Problem description: Please rewrite every line of the records below as a numbered list, skipping blank lines and omitting the pictures.

Data supplied:
** START **

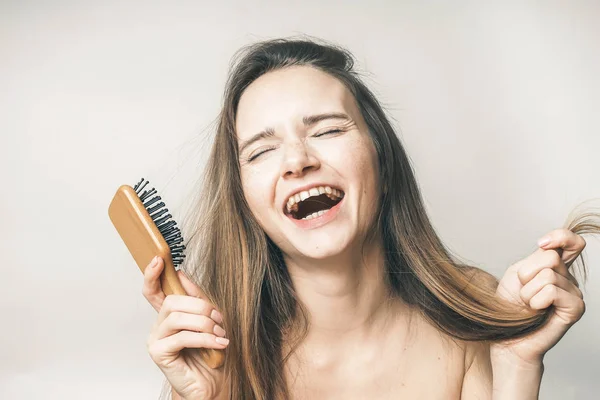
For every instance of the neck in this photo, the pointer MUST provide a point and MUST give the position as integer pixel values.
(345, 296)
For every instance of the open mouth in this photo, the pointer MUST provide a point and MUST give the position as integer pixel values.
(314, 203)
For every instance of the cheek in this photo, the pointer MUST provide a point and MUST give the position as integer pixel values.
(258, 191)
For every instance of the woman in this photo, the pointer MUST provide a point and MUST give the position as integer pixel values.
(320, 273)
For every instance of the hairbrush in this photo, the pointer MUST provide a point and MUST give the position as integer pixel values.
(147, 228)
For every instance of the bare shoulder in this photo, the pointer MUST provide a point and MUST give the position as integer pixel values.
(477, 382)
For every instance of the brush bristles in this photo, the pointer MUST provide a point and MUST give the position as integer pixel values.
(167, 227)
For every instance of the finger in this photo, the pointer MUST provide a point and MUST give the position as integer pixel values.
(190, 287)
(570, 243)
(569, 307)
(541, 259)
(178, 321)
(547, 276)
(152, 289)
(188, 304)
(173, 344)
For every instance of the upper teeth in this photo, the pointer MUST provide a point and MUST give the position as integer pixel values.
(292, 204)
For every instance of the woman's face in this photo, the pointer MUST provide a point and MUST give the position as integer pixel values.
(308, 166)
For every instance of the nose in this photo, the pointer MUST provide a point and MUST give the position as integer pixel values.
(298, 160)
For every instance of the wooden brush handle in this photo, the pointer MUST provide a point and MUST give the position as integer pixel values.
(144, 241)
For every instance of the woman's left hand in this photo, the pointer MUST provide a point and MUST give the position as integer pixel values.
(540, 281)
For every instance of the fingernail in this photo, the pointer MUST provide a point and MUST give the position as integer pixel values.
(216, 316)
(219, 331)
(543, 241)
(221, 340)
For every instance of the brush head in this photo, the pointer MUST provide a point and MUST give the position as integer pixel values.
(159, 214)
(145, 225)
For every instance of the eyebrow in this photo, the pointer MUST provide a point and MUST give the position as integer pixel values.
(307, 121)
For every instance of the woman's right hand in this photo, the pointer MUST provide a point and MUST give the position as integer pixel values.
(184, 324)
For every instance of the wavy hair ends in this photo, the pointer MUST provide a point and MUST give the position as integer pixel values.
(242, 271)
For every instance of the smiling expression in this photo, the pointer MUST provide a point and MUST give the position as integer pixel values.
(309, 169)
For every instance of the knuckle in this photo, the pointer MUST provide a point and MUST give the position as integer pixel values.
(554, 258)
(175, 318)
(548, 275)
(522, 274)
(206, 324)
(168, 302)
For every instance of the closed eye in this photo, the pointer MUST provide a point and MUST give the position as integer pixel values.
(328, 132)
(255, 155)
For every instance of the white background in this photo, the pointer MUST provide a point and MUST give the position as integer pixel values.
(496, 102)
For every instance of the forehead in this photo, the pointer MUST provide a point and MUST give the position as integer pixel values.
(283, 97)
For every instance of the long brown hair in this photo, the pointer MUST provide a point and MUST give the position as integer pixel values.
(242, 270)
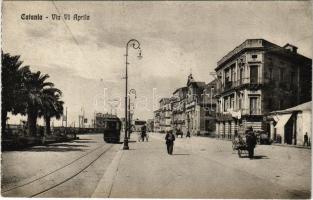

** END **

Solution for this task:
1. For every instance of the neck in this photo, the pointer MUST provide a point and MUST give the position as integer pixel values.
2. (345, 296)
3. For every instance of the open mouth in this photo, the pointer MUST provide a point and MUST give the position as integer pixel values.
4. (314, 203)
5. For every instance of the cheek in this photo, the pointer MUST provide a point and MUST give the position as integer pixel values.
6. (258, 191)
7. For every instance of the woman in this photo, the pointer MUST provide a point and MUST give the position as integer pixel values.
8. (320, 273)
9. For every instance of the hairbrush in this photo, the pointer MUST provide a point and MUST give the position as integer pixel values.
10. (147, 228)
11. For every instance of the bare shoulder in this photo, the pointer MUST provide a point and MUST give the position as integer pixel values.
12. (477, 382)
13. For every instance of the brush bristles in this photo, the pointer MUST provide a point and MUST give the position as integer pixel values.
14. (167, 227)
15. For every instance of the finger in this photo, the pointer MUST provide a point and MUST give the position as integer pixel values.
16. (190, 287)
17. (570, 243)
18. (569, 307)
19. (541, 259)
20. (178, 321)
21. (547, 276)
22. (152, 289)
23. (188, 304)
24. (173, 344)
25. For every instance of the upper teeth in this photo, the pointer MUST provide a point and MUST give the position as integer pixel values.
26. (292, 204)
27. For every instance of the woman's face in this photo, the pointer MUST provide a point and MUST give the position as integer pixel values.
28. (308, 166)
29. For every instance of the nose in this photo, the pointer MUST provide a point and MUST give the position as integer pixel values.
30. (298, 160)
31. For every instance of the wooden brush handle in this photo, the pointer MUST provide a point and MUST give the position as integer pixel values.
32. (144, 241)
33. For every instance of the woman's left hand in this photo, the pointer MUST provide a point and MUST give the position as integer pixel values.
34. (540, 281)
35. For every instance of the fingernail in this photo, the pointer MUST provide a point and MUST give the position as integer pixel values.
36. (216, 316)
37. (219, 331)
38. (543, 241)
39. (221, 340)
40. For every instance of the brush head in this photo, the pointer MUST provide a point and MUST give the position as integer pixel values.
41. (159, 214)
42. (145, 225)
43. For every instance of the eyebrow in this photo, the pointer MUST provide a point and MUST give the position as integer pixel values.
44. (307, 121)
45. For every instance of the woman's right hand in this photo, the pointer MUST provide a point and MUST give the position as integer pixel values.
46. (184, 324)
47. For every instance of the wavy hair ends in this photo, the pointer MUST provide a point and MUST give the position as integer pixel values.
48. (242, 271)
49. For every instance of the smiling expression in this photo, the pointer MUST provide a point and MUST give the position as integer pixel values.
50. (309, 169)
51. For every instance of the knuckle in this photo, the pointer MUST provide a point and MUST give the position as integer pixel values.
52. (554, 258)
53. (175, 318)
54. (548, 275)
55. (522, 274)
56. (206, 324)
57. (168, 302)
58. For every instance of the closed eye in this photo, the pointer MUST provide a point and MUST give the position as integer pixel values.
59. (328, 132)
60. (255, 155)
61. For every instance of the white background in this photo, the pointer MUST provide a point and MUST give the position as integer pixel values.
62. (496, 102)
63. For every instance of the forehead in this photo, the pointer MUST provide a point and MUST give the position as integer pixel values.
64. (283, 97)
65. For every instance of the long brown hair in this photo, the pointer MUST provide a point and MUST give the position as integer pixel values.
66. (242, 270)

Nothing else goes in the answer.